◆ **PROMPT**
Can you give the rows below as a JSON list of strings, one string per line, leaving out blank lines?

◆ **LISTING**
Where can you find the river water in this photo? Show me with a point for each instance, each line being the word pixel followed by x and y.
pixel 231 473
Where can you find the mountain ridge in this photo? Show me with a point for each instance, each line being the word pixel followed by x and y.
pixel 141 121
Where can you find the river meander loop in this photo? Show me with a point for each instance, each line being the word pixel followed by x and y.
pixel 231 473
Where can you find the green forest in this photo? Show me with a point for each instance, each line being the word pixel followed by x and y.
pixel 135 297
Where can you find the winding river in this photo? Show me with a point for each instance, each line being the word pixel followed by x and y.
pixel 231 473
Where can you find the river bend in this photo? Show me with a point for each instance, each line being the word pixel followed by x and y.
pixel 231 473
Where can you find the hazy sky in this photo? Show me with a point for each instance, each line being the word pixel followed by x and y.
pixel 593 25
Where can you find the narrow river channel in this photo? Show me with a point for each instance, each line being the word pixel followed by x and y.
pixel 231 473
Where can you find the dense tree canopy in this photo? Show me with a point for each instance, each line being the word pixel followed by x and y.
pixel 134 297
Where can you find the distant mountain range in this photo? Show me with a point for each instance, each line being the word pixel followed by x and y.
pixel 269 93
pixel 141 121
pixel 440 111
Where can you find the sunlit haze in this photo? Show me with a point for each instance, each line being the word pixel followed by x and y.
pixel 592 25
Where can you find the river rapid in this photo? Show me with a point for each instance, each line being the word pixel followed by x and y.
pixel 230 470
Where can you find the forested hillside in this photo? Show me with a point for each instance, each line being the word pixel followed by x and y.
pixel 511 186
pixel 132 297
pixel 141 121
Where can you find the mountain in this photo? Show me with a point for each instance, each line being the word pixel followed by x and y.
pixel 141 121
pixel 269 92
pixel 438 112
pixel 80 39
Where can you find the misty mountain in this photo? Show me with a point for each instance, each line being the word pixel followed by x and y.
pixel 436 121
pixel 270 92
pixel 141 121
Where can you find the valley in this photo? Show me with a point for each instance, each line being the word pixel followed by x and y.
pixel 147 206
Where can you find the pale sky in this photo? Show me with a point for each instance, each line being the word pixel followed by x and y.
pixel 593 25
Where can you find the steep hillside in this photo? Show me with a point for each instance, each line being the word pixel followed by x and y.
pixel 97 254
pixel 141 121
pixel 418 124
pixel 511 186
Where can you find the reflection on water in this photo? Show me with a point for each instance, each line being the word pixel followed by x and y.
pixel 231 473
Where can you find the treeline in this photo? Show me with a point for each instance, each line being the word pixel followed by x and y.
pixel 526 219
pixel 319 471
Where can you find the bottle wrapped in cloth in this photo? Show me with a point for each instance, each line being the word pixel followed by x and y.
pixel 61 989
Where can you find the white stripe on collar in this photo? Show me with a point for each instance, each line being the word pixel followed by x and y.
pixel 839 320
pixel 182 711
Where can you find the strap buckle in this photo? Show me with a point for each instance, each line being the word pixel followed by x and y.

◆ **OUTPUT**
[
  "Where can you find the river water in this photo? Show me with a point for each instance, each line being the word pixel followed by x and y.",
  "pixel 231 473",
  "Where can you find the mountain ridge in this photo? Show me with a point for each instance, each line being the word pixel followed by x and y.",
  "pixel 141 121",
  "Where can you find the river meander loop in this photo? Show me with a point for each instance, each line being the word pixel followed by x and y.",
  "pixel 231 473",
  "Where can you find the green forest in this photo? Show me with a point for each instance, each line being the word pixel followed by x and y.",
  "pixel 135 297",
  "Where can you find the winding river in this photo? Show me with a point for each instance, each line being the word pixel followed by x and y.",
  "pixel 231 473",
  "Where can you find the river bend in this photo? Show me with a point for each instance, each line being the word pixel followed by x and y.",
  "pixel 231 473",
  "Where can you find the hazy sky in this photo? Show me with a point for each instance, each line being the word pixel followed by x and y.",
  "pixel 593 25",
  "Where can you find the narrow river channel in this photo? Show me with a point for each instance, each line being the word pixel followed by x and y.",
  "pixel 231 473",
  "Where can you find the dense tree canopy in this photo? Show me with a point for each instance, each line being the word pixel followed by x and y.",
  "pixel 134 297",
  "Where can you find the distant mountain range in this photo? Show me with a point for each instance, each line being the word pixel followed by x and y.",
  "pixel 269 93",
  "pixel 141 121",
  "pixel 440 111",
  "Where can you find the sunlit haze in this photo? Show me with a point for each instance, each line being the word pixel followed by x and y.",
  "pixel 592 25",
  "Where can you find the river rapid in this photo? Show me with a point for each instance, each line being the word pixel followed by x and y.",
  "pixel 230 470",
  "Where can you find the forested hillside in this photo? Show me with a point for each instance, each line being the word pixel followed by x and y.",
  "pixel 511 186",
  "pixel 132 297",
  "pixel 141 121",
  "Where can you find the mountain in this photo? Show me with a point for each instance, each line being the word pixel followed by x and y.",
  "pixel 141 121",
  "pixel 269 92",
  "pixel 438 112",
  "pixel 80 39",
  "Where can you find the misty mountain in this photo? Show me with a point for each instance, each line being the word pixel followed by x and y.",
  "pixel 436 121",
  "pixel 270 92",
  "pixel 141 121",
  "Where can you find the valley in this photo? Show me with a point for each instance, each line being the word pixel followed by x and y.",
  "pixel 147 206",
  "Where can you find the pale sky in this photo? Show me with a point for each instance, each line being the word pixel followed by x and y.",
  "pixel 593 25",
  "Where can you find the steep hillside in this photo? Show me with a point for each instance, each line being the word pixel followed by x and y.",
  "pixel 97 254",
  "pixel 141 121",
  "pixel 418 124",
  "pixel 511 186",
  "Where can you find the reflection on water in this photo? Show me with a point for each instance, each line being the word pixel followed by x and y.",
  "pixel 231 473",
  "Where can you find the treeline in this photo? Show me with a point for each instance, each line being the word pixel followed by x and y.",
  "pixel 526 219",
  "pixel 319 471",
  "Where can you find the bottle wrapped in cloth in this photo? Show me with a point for each instance, each line being the word pixel followed by x and y.",
  "pixel 61 989",
  "Where can you find the white stripe on collar in this photo? Show me with a point for each instance, each line being the word pixel followed by x and y.",
  "pixel 839 320",
  "pixel 182 711",
  "Where can you find the strap buckle in this photo? Show me with a point for each instance, each line being the word pixel followed by x and y."
]